* **Text**
════════════════════

As per every year, with an influx of new members, we needed to do training to show the new members the ropes and to give the returning members a refresher. The first training event that we did was our safety and tools training meeting. We hold this training annually as we know that safety is of the utmost importance. In this training, we had a basic safety presentation, which was followed by a quiz on the content to make sure that everyone was retaining the information. Then we split into groups and each member was able to get hands-on experience with each of the power tools.

Swerve Drive Training:

The second training meeting that we had was more focused. We decided to do a swerve drive-specific meeting, where we built our new swerve modules to give members the experience of how the modules are put together and how they work (we plan to disassemble and reassemble the modules once the season begins to follow the rules). This meeting was very informational for the new members as they got to gain experience in building something hands-on before the season and were able to practice using the different tools in a practical sense.

════════════════════

[Dataset entries]
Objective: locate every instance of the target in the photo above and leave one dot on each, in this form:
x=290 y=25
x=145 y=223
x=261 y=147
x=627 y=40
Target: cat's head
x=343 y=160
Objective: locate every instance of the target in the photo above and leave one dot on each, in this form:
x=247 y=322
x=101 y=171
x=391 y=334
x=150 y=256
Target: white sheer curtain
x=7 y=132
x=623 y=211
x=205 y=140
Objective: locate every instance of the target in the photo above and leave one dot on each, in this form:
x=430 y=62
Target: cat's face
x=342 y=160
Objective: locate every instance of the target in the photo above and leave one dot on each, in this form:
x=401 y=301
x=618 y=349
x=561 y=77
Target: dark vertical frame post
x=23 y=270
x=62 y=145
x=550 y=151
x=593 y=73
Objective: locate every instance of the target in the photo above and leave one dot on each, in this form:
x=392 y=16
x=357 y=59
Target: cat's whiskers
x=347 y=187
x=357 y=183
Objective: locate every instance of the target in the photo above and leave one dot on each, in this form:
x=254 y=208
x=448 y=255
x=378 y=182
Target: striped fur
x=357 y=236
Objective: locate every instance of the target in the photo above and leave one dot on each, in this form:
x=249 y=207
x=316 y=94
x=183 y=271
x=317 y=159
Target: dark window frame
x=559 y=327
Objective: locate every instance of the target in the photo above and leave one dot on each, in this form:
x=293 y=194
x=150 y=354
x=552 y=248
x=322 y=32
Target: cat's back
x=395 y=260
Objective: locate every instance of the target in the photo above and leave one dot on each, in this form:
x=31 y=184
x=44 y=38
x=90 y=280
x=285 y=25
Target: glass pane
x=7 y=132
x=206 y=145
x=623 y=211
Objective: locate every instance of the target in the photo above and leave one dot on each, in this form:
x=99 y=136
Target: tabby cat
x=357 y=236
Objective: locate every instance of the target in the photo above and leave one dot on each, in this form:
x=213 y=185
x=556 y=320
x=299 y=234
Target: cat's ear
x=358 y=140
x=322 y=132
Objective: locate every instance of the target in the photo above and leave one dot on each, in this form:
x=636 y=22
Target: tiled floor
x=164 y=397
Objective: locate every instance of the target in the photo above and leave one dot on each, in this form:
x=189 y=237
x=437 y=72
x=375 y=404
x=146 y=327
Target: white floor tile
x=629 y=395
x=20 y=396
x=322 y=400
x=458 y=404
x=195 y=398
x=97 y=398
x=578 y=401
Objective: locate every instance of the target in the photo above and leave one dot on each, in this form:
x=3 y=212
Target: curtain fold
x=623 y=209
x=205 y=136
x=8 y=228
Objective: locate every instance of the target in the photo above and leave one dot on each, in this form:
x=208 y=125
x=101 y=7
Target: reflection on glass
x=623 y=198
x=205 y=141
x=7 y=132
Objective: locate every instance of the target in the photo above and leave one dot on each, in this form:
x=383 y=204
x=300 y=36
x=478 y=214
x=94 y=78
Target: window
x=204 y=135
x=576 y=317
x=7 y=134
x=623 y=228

════════════════════

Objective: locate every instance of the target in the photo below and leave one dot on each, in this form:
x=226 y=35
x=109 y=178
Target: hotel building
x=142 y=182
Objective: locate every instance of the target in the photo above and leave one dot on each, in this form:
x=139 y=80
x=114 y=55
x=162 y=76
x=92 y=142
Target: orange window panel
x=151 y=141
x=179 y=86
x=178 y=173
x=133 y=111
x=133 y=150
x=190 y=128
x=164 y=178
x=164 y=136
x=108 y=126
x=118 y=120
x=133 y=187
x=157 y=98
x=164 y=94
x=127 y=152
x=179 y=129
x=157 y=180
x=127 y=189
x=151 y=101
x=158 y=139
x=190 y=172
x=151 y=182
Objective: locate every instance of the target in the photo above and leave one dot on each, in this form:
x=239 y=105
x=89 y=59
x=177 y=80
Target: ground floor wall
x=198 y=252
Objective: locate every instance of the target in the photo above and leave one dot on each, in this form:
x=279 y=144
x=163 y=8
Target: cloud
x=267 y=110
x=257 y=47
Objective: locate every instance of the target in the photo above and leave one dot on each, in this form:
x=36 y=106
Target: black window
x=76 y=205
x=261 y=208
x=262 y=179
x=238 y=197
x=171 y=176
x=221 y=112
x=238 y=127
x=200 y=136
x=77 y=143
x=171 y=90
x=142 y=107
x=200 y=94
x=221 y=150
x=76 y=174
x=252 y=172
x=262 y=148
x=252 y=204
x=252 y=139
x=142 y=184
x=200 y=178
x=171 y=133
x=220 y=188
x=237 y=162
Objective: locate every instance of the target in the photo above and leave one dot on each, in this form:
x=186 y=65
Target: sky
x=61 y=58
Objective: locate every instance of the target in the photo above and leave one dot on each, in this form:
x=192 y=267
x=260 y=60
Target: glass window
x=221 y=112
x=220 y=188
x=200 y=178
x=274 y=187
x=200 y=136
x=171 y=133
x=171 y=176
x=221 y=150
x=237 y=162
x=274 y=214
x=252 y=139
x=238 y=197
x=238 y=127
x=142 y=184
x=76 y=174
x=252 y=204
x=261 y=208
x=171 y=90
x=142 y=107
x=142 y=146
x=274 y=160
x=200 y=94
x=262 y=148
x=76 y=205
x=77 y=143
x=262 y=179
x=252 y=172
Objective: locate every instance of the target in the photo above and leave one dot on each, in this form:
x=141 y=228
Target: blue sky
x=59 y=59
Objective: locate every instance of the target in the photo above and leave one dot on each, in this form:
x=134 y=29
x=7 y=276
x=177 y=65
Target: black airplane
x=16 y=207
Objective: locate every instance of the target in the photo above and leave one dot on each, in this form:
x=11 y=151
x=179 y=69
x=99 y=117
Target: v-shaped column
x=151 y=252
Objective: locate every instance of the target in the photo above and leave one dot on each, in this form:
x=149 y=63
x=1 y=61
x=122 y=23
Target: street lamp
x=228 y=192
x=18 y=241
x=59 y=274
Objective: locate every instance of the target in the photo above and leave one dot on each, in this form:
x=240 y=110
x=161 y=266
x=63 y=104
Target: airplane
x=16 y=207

════════════════════

* **Requirements**
Continue the text about the team's training meetings, starting after its last sentence.

* **Written answer**
CAD Training:

We have also begun our initial CAD training. We helped everyone download the SolidWorks software and begin an online course that SolidWorks provided. We plan to continue the CAD training into the season.

Other Trainings:

We have also been able to sneak in training in some of our meetings. We had multiple problems with the previous robots (our demo robots) such as broken chains and small design flaws. We were able to train our members on troubleshooting and finding the source of a problem.

Thundering Herd Of Robots (THOR):

We participated in the THOR off-season competition this year. We took this opportunity to allow the new members to experience competition and how it feels to be on pit crew and drive team. We rotated our driver, operator, technician, and human player while leaving a previous member of drive team as drive coach so they could coach the new drivers through the process. This was very effective and everyone was given a chance to be on drive team. After alliance selection, we allowed our most experienced drivers to drive the robot for playoffs. Thanks to all of the hard work of our drivers and our alliance members (Alliance Captin: 4828 - Roboeagles & 2nd Pick: 6512 - Coastal Catastrophe), we were able to win the competition. Overall it was a great learning experience for all members and we had loads of fun!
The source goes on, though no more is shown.